Duplicate the lines of the records from the line with "trace: white stucco wall" to the line with "Trace every instance of the white", both included, without any change.

### [Stored data]
◆ ◆ ◆ ◆ ◆
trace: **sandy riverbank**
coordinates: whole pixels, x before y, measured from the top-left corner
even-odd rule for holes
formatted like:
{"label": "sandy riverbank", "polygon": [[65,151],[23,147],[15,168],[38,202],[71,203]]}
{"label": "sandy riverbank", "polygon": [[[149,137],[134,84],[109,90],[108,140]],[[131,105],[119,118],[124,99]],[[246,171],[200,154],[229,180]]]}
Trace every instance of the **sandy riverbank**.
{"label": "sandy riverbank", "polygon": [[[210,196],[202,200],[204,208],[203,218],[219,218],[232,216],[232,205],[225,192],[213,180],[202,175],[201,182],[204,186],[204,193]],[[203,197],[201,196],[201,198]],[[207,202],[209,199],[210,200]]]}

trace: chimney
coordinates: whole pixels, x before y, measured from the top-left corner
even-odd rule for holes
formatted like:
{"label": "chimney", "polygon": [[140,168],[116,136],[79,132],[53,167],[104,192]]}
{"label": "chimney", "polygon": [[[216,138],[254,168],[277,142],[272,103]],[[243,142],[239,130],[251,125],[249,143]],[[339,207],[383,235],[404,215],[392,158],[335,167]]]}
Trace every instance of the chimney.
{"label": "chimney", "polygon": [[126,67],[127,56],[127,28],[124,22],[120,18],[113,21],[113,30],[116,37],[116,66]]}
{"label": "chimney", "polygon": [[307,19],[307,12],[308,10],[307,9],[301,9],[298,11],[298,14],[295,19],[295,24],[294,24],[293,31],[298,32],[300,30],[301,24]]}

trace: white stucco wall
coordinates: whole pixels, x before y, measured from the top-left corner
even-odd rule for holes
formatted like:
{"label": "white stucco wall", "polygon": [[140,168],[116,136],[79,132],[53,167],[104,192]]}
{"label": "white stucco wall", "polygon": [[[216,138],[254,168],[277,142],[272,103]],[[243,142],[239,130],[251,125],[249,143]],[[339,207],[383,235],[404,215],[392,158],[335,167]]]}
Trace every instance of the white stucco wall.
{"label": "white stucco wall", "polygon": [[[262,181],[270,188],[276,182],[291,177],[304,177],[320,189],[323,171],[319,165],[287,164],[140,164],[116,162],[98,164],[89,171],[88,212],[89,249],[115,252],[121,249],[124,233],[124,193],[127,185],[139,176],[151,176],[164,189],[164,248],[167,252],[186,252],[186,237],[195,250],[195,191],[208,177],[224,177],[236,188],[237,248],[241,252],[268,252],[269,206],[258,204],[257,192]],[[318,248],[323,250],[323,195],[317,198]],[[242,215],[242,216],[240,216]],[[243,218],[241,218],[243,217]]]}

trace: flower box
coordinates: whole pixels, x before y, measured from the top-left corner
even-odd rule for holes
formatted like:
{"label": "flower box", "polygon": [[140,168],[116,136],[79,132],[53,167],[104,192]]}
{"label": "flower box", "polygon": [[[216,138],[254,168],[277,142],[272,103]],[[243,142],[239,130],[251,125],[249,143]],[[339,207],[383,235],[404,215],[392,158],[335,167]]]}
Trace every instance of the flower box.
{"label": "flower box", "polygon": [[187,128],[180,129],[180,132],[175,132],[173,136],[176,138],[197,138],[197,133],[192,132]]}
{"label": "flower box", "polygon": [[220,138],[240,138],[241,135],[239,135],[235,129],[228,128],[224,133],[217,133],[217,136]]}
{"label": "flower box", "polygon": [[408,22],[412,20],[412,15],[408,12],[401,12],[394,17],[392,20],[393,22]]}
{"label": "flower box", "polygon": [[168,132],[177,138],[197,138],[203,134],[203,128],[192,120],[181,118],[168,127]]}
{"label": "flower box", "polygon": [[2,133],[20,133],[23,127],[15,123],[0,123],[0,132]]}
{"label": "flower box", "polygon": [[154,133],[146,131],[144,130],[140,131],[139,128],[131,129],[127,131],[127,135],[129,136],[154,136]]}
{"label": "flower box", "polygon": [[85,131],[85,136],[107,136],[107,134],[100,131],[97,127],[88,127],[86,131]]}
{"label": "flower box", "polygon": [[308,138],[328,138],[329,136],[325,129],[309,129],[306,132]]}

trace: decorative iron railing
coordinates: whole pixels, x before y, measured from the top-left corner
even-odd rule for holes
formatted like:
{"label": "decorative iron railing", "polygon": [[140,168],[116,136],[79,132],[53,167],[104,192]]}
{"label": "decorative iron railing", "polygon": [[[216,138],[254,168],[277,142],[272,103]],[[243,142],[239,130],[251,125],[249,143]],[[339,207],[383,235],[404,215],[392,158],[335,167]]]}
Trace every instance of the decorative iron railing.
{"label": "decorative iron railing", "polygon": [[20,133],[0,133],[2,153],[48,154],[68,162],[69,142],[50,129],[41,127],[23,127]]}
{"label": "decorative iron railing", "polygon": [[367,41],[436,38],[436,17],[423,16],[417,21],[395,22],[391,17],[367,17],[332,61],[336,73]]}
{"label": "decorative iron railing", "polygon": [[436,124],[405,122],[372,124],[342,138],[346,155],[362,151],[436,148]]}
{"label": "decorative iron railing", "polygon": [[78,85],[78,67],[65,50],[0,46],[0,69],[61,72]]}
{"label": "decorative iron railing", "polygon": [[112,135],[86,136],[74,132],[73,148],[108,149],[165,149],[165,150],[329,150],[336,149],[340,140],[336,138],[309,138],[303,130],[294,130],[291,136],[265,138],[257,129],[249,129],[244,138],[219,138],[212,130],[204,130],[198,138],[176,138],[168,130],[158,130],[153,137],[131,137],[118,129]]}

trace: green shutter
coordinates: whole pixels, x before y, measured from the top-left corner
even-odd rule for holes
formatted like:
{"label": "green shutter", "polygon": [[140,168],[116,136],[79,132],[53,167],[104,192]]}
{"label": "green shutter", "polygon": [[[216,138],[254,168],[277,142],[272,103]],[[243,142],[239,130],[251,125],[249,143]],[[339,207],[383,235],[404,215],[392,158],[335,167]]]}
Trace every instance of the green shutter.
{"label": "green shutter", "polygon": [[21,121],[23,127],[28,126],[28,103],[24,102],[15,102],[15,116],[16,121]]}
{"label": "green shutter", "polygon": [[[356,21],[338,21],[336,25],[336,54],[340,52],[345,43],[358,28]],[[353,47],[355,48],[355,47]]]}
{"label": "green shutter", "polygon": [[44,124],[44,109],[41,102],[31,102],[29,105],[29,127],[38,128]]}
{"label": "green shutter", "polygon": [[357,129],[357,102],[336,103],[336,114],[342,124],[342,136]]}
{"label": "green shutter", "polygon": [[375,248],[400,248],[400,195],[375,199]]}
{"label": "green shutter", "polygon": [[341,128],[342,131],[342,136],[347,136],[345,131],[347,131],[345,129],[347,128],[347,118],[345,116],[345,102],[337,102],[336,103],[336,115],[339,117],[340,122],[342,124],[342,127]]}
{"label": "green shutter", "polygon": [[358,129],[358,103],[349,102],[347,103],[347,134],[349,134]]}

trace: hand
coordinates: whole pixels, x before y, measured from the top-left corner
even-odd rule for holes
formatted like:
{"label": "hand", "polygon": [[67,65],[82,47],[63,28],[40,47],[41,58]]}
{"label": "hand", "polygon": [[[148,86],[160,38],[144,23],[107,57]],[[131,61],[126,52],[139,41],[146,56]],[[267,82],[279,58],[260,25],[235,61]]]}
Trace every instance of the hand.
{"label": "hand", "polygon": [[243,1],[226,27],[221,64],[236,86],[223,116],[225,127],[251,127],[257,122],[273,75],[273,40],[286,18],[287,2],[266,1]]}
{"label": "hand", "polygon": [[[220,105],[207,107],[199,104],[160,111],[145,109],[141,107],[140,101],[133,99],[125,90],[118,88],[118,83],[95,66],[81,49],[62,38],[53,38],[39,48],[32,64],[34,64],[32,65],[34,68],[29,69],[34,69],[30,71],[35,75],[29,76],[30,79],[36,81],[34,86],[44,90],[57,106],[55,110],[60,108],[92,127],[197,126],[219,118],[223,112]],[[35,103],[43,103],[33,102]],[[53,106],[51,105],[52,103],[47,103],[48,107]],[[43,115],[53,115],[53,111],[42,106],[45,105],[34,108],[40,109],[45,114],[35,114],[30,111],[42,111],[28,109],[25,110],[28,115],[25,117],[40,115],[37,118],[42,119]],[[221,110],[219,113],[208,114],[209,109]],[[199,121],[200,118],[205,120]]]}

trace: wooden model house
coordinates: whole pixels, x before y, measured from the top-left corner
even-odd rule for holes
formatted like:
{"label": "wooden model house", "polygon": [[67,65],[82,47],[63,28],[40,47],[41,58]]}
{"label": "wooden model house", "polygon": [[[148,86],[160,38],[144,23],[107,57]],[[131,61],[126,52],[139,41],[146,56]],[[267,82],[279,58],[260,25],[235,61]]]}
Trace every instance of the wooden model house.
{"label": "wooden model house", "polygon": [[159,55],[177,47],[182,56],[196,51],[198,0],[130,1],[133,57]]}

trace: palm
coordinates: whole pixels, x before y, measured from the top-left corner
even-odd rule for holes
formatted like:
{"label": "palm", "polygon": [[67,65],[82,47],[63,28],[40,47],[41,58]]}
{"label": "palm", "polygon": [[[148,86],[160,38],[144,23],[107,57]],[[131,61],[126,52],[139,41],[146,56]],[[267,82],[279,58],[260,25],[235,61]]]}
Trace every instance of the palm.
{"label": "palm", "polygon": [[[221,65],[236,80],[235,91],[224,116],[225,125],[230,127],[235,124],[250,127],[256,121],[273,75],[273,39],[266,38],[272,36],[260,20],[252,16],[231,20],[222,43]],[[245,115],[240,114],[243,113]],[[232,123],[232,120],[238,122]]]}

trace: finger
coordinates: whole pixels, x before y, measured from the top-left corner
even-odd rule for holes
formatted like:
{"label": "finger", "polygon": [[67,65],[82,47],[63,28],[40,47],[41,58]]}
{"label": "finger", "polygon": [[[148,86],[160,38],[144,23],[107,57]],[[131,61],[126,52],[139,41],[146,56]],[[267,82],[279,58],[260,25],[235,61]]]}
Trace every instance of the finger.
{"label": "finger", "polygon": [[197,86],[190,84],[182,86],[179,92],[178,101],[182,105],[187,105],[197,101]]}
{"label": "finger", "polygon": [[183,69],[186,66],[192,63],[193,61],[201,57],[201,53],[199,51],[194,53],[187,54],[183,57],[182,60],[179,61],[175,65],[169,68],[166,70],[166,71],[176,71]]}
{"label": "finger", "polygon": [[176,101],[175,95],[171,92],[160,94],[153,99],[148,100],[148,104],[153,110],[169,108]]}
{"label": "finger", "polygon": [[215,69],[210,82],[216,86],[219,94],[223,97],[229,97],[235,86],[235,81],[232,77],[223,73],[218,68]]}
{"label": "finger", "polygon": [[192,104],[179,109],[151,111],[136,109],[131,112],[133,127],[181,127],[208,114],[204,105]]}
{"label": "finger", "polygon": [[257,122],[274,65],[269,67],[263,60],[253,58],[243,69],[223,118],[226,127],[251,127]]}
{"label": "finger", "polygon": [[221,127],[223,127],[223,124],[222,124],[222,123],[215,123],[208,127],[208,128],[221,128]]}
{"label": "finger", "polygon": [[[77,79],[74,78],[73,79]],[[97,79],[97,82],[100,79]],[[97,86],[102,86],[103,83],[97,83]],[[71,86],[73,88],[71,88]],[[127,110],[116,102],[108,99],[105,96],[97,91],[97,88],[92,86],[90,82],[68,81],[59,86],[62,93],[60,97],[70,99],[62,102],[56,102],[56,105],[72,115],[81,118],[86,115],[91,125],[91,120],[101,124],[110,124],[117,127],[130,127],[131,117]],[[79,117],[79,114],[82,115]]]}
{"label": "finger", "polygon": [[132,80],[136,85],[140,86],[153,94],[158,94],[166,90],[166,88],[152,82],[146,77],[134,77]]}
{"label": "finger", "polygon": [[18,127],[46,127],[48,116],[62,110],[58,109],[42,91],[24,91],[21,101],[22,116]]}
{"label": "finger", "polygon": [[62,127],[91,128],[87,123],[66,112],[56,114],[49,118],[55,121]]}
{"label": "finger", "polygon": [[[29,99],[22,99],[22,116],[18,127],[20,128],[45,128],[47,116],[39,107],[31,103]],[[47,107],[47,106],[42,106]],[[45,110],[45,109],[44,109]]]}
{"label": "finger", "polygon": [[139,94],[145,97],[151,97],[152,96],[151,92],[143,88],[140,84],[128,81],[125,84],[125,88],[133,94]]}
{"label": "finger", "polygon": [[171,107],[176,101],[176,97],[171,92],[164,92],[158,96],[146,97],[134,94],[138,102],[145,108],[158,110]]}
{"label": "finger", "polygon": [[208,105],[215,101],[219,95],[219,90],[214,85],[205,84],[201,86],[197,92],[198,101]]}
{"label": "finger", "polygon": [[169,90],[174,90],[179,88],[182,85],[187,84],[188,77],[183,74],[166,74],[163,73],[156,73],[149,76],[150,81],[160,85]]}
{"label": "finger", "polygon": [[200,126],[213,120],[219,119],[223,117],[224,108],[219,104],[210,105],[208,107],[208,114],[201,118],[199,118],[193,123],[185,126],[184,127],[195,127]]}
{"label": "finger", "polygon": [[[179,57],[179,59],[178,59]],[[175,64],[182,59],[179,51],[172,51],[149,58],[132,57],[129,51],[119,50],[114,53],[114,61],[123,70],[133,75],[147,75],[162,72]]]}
◆ ◆ ◆ ◆ ◆
### [Solution for this exercise]
trace: white stucco wall
coordinates: whole pixels, x before y, measured from the top-left corner
even-odd rule for holes
formatted like:
{"label": "white stucco wall", "polygon": [[140,168],[116,136],[79,132],[53,167],[104,192]]}
{"label": "white stucco wall", "polygon": [[[216,138],[254,168],[277,142],[272,103]],[[243,142],[239,130],[251,125],[249,143]],[[339,207],[383,235],[404,215],[392,158],[335,167]]]}
Trace every instance of the white stucco wall.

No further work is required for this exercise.